The solvatochromic effect is the way the spectrum of a substance (the solute) varies when the substance is dissolved in a variety of solvents. In this context, the dielectric constant and hydrogen bonding capacity are the most important properties of the solvent. With various solvents there is a different effect on the electronic ground state and excited state of the solute, so that the size of energy gap between them changes as the solvent changes. This is reflected in the absorption or emission spectrum of the solute as differences in the position, intensity, and shape of the spectroscopic bands. When the spectroscopic band occurs in the visible part of the electromagnetic spectrum, solvatochromism is observed as a change of colour. This is illustrated by Reichardt's dye, as shown in the image.

Negative solvatochromism corresponds to a hypsochromic shift (or blue shift) with increasing solvent polarity. An examples of negative solvatochromism is provided by 4-(4-hydroxystyryl)-N-methylpyridinium iodide, which is red in 1-propanol, orange in methanol, and yellow in water.

Positive solvatochromism corresponds to a bathochromic shift (or red shift) with increasing solvent polarity. An example of positive solvatochromism is provided by 4,4'-bis(dimethylamino)fuchsone, which is orange in toluene, red in acetone.

The main value of the concept of solvatochromism is the context it provides to predict colors of solutions. Solvatochromism can in principle be used in sensors and in molecular electronics for construction of molecular switches. Solvatochromic dyes are used to measure solvent parameters, which can be used to explain solubility phenomena and predict suitable solvents for particular uses.

Solvatochromism of the photoluminescence/fluorescence of carbon nanotubes has been identified and used for optical sensor applications. In one such application, the wavelength of the fluorescence of peptide-coated carbon nanotubes was found to change when exposed to explosives, facilitating detection. However, more recently the small chromophore solvatochromism hypothesis has been challenged for carbon nanotubes in light of older and newer data showing electrochromic behavior. These and other observations regarding non-linear processes on the semiconducting nanotube suggest colloidal models will require new interpretations that are in line with classic semiconductor optical processes, including electrochemical processes, rather than small molecule physical descriptions. Conflicting hypotheses may be due to the fact the nanotube is only a single atom thick material interface unlike other "bulk" nanomaterials.

* BRIEF 1
From the solvatochromism passage, reproduce verbatim the stretch from "Positive solvatochromism corresponds" through "for particular uses.".
* BRIEF 2
Please list every solvent the solvatochromism passage names.
* BRIEF 3
Answer these about the solvatochromism passage:
(a) What color is 4-(4-hydroxystyryl)-N-methylpyridinium iodide in methanol?
(b) Which two solvent properties are called the most important?
(c) What caused the fluorescence wavelength of peptide-coated carbon nanotubes to change?

* MATERIAL SHOWN
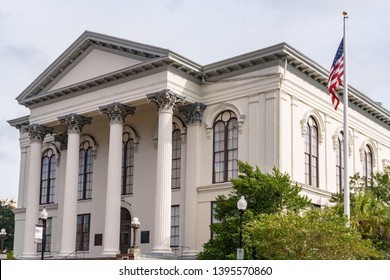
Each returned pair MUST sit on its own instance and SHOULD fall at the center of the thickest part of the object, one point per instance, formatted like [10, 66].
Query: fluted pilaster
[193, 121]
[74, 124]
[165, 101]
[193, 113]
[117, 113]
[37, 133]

--

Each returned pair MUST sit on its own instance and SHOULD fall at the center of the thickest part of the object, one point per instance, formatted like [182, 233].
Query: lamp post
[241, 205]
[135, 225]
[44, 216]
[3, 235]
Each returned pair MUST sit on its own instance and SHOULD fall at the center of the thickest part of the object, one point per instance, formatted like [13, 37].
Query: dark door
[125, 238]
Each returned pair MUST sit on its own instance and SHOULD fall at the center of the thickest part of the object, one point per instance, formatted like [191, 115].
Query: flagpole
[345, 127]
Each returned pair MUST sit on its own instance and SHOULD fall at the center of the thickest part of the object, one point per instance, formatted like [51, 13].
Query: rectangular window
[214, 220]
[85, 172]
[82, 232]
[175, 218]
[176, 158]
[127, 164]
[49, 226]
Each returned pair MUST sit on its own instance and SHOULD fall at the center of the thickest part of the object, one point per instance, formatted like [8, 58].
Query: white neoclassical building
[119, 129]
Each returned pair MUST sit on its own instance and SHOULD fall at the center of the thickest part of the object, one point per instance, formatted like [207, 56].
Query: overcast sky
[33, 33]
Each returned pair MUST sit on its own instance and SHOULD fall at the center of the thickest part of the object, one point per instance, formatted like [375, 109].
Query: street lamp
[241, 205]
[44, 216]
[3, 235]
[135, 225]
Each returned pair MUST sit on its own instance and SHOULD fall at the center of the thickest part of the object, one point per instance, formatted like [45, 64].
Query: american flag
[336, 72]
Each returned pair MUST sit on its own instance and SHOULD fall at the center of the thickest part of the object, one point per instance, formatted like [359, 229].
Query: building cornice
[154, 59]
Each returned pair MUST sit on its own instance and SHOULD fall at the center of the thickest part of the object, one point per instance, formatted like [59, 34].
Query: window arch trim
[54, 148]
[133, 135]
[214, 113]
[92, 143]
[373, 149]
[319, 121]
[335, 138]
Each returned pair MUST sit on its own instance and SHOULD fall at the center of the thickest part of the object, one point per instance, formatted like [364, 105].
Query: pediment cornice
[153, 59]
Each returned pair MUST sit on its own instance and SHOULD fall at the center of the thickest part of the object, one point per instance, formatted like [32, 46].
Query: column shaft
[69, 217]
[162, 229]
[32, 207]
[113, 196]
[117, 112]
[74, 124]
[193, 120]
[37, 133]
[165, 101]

* EXERCISE SOLUTION 1
Positive solvatochromism corresponds to a bathochromic shift (or red shift) with increasing solvent polarity. An example of positive solvatochromism is provided by 4,4'-bis(dimethylamino)fuchsone, which is orange in toluene, red in acetone.

The main value of the concept of solvatochromism is the context it provides to predict colors of solutions. Solvatochromism can in principle be used in sensors and in molecular electronics for construction of molecular switches. Solvatochromic dyes are used to measure solvent parameters, which can be used to explain solubility phenomena and predict suitable solvents for particular uses.

* EXERCISE SOLUTION 2
1-propanol
methanol
water
toluene
acetone

* EXERCISE SOLUTION 3
(a) Orange
(b) The dielectric constant and hydrogen bonding capacity
(c) Exposure to explosives